Exercise goal → Could you return all of the entries below exactly, minus the pictures?
*** Material provided ***
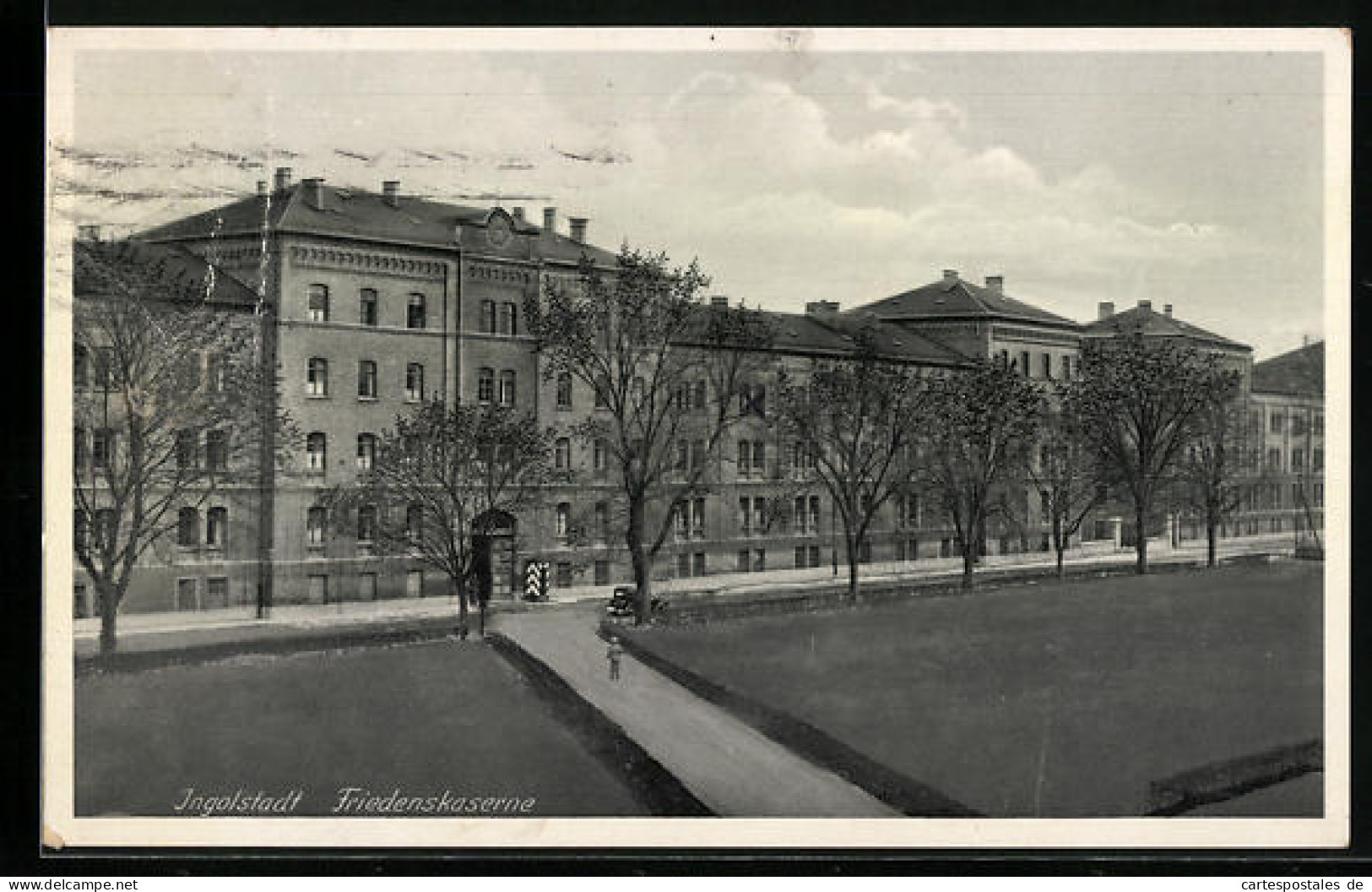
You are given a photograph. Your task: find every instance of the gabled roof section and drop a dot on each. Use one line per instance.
(168, 272)
(1143, 320)
(1295, 373)
(358, 215)
(954, 298)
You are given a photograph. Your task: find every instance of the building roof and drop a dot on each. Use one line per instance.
(168, 272)
(357, 215)
(1143, 320)
(954, 298)
(834, 335)
(1295, 373)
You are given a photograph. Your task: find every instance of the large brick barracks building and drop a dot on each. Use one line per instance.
(375, 301)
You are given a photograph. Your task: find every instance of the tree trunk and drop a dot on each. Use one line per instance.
(638, 556)
(109, 617)
(1212, 522)
(1141, 538)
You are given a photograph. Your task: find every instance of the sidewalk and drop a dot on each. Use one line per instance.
(160, 632)
(724, 764)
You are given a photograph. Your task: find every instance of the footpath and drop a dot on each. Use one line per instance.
(724, 764)
(334, 625)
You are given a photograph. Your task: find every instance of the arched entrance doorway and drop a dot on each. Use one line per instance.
(493, 551)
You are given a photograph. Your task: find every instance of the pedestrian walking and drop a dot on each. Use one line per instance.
(614, 654)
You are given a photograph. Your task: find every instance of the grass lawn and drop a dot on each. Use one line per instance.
(421, 718)
(1055, 699)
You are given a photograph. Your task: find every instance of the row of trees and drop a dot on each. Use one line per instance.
*** End of Material provided ***
Solution to this problem →
You are given a photograph. Your task: find every instance of the gabled roof section and drop a dot on each. Use one line per instance.
(168, 272)
(1143, 320)
(1295, 373)
(358, 215)
(954, 298)
You are given a photograph. Your task: find every instance of the building roof and drop a dot on each. Use one line per instance.
(168, 272)
(357, 215)
(1143, 320)
(954, 298)
(834, 335)
(1295, 373)
You are given a photograph. Your task: find every instance of the large brick barracks building and drop a dot on each. Use one line per instance.
(375, 301)
You are given a photograph. Your task: find every instance of the tree trunk and drop a dot on each. Use one line per instance.
(638, 556)
(109, 617)
(1212, 522)
(1141, 538)
You are given a photograph. Your task: find every instance of the sidewalk and drop a dot on each. Use one line per instance.
(160, 632)
(724, 764)
You are given a photograph. Your task: find every instance of the footpath and drop a dot on each. Use one line per instance.
(724, 764)
(334, 625)
You are given a photograph. Your task: find every instance of the arched entrance doorway and drop a dot on each. Use one line per instance.
(493, 551)
You are given a photograph. Your task: find every instance of the pedestrian walking and drop a dot on each. Use one line per instance.
(614, 654)
You are given a photograph. Your task: find every instance of the grass lawn and drop a dot on each. Use one line per instance.
(421, 718)
(1055, 699)
You are given a photograph. Your task: find every instance of the row of trees and drop a dot on each. Use one line per instance.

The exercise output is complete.